■ Set problem
Locate each line in the material below that contains the word "Give" and copy those lines out in full.

[begin Material shown]

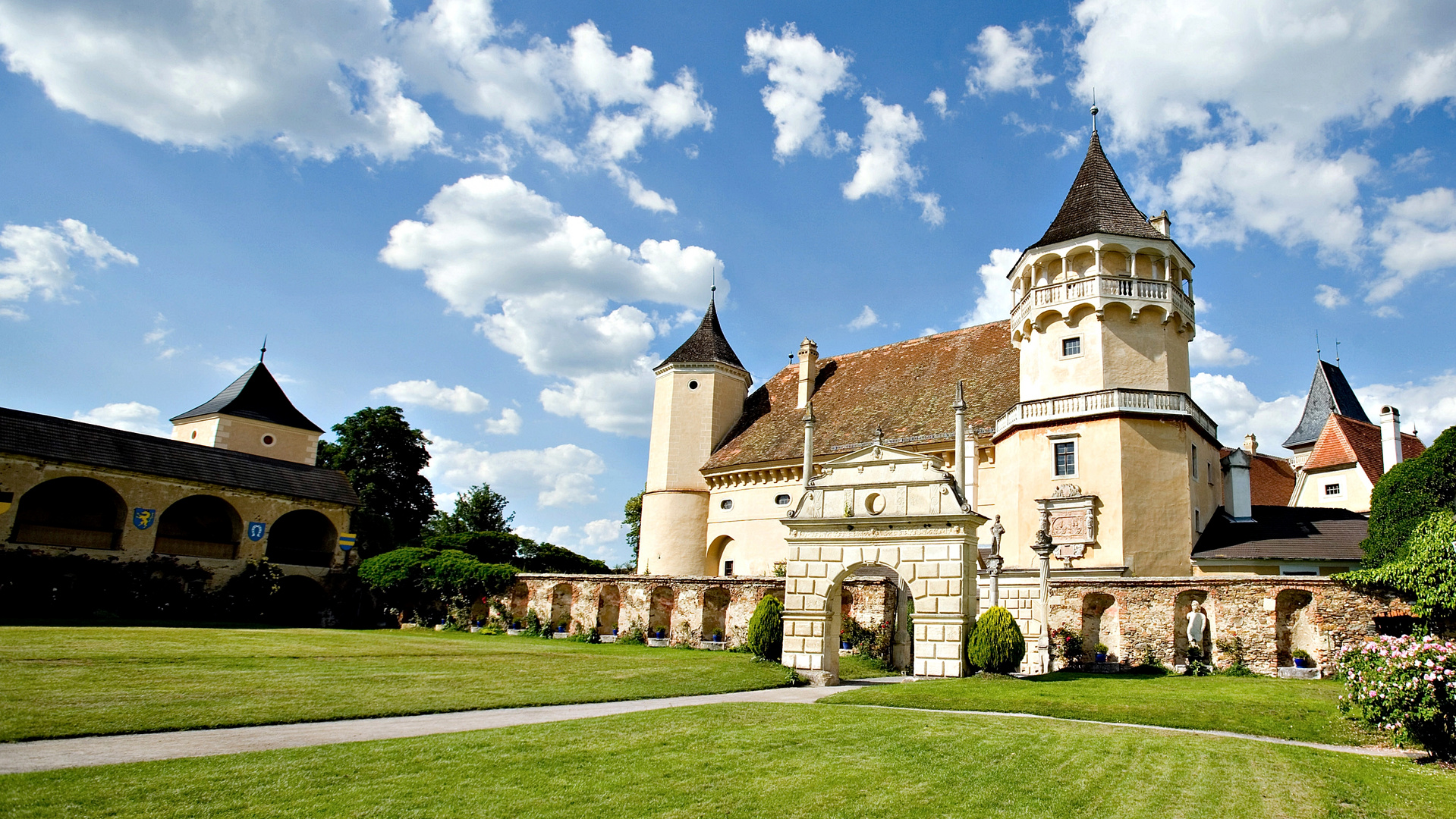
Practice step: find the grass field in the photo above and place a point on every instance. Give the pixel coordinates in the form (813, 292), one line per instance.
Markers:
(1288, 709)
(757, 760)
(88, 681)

[end Material shown]
[begin Material shown]

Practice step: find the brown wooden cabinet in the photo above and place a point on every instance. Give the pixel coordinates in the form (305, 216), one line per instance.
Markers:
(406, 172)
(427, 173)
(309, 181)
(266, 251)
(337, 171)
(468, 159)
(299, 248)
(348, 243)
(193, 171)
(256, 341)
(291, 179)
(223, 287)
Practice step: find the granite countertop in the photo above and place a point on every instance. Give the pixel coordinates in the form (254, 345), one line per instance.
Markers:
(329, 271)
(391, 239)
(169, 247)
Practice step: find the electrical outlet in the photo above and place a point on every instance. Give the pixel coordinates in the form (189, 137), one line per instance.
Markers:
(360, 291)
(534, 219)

[end Material shown]

■ Written response
Practice step: find the grass field in the photo above and place a point on every instance. Give the pixel coordinates in the form (813, 292), one line per instance.
Practice step: find the brown wooden cabinet in the photo above and place a point on every instance. Give the pixel coordinates in the form (305, 216), one line per instance.
Practice step: find the granite countertop in the photo above and place a point on every instance. Give the pixel coordinates in the form (254, 345), one line per instance.
Practice step: find the electrical outlet in the photo above and place a point on every instance. Give the pixel coordinates in the form (189, 137), one line per instance.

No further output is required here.